Reproduce, word for word, the passage of the Easter devotional that begins with the words "Hebrews 13:20, 21" and ends after "of the resurrection.".

**SELECTED TEXT:**

↓

Thursday, April 9, 2020

The Continuing Work of the Resurrection


“May the God of peace, who brought back the great shepherd of the sheep, our Lord Jesus, 
from the dead by the blood of the eternal covenant, 
equip you with every good thing to do his will, 
by developing in us what pleases him through Jesus Christ. 
To him be the glory forever and always. Amen.”
Hebrews 13:20, 21 (Common English Bible)

            The first Christians never preached the resurrection simply as a once and done miracle, as Jesus’ defeat of death and his return to his disciples. They always proclaimed the resurrection as the work of a living God that continues to work in the lives of women and men in each generation. The same creative energy that raised Jesus from the tomb remains available for each of us, not only to raise us to new life following our death, but grants us a divine purpose to pursue and equips us with talent and strength to accomplish it. As the author of Hebrews states, God is continually “developing in us what pleases him through Jesus Christ.” We are God’s continuing work of the resurrection.

            What this announces is that there is no present darkness that can extinguish the light of the resurrection, no despair that isn’t answered with sudden hope. The celebration of Easter is more expansive that the remembrance of new breath filling the nostrils of Jesus one morning two thousand years ago. The celebration of Easter is claiming God’s active presence today that calls to us, equips us, and sends us into a broken world to complete God’s redemptive purposes. Once estranged from God by our rebellious nature, God wrestles with us until we once again embody and reflect God’s perfect love and makes us apprentices with God redeeming and restoring all of creation.

↑

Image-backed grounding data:
↓

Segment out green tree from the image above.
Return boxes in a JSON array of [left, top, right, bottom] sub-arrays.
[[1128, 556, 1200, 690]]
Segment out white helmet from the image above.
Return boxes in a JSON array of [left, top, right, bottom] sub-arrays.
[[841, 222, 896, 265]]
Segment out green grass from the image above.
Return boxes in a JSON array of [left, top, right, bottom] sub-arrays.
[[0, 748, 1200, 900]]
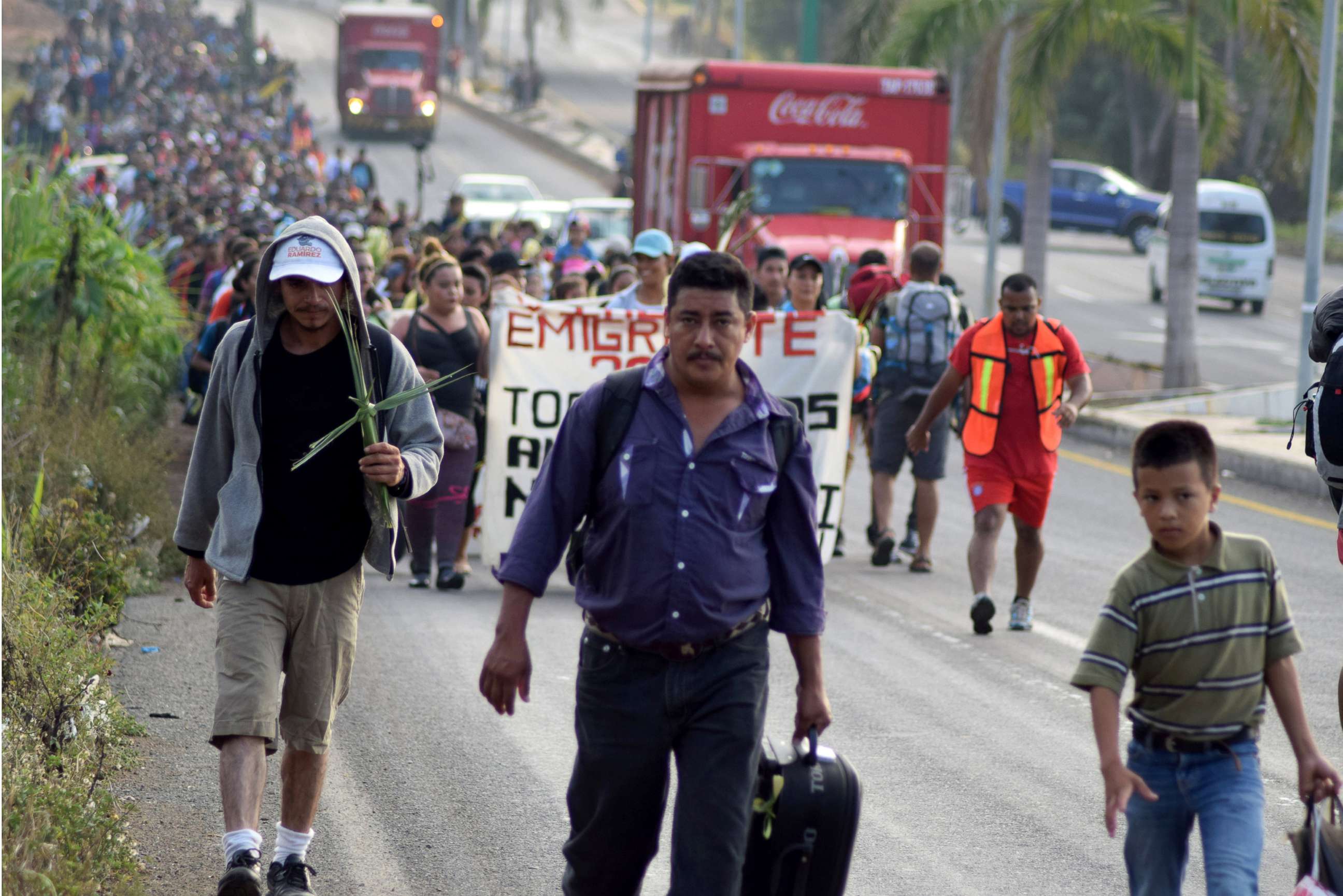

↑

**EXERCISE OUTPUT:**
Hebrews 13:20, 21 (Common English Bible)

            The first Christians never preached the resurrection simply as a once and done miracle, as Jesus’ defeat of death and his return to his disciples. They always proclaimed the resurrection as the work of a living God that continues to work in the lives of women and men in each generation. The same creative energy that raised Jesus from the tomb remains available for each of us, not only to raise us to new life following our death, but grants us a divine purpose to pursue and equips us with talent and strength to accomplish it. As the author of Hebrews states, God is continually “developing in us what pleases him through Jesus Christ.” We are God’s continuing work of the resurrection.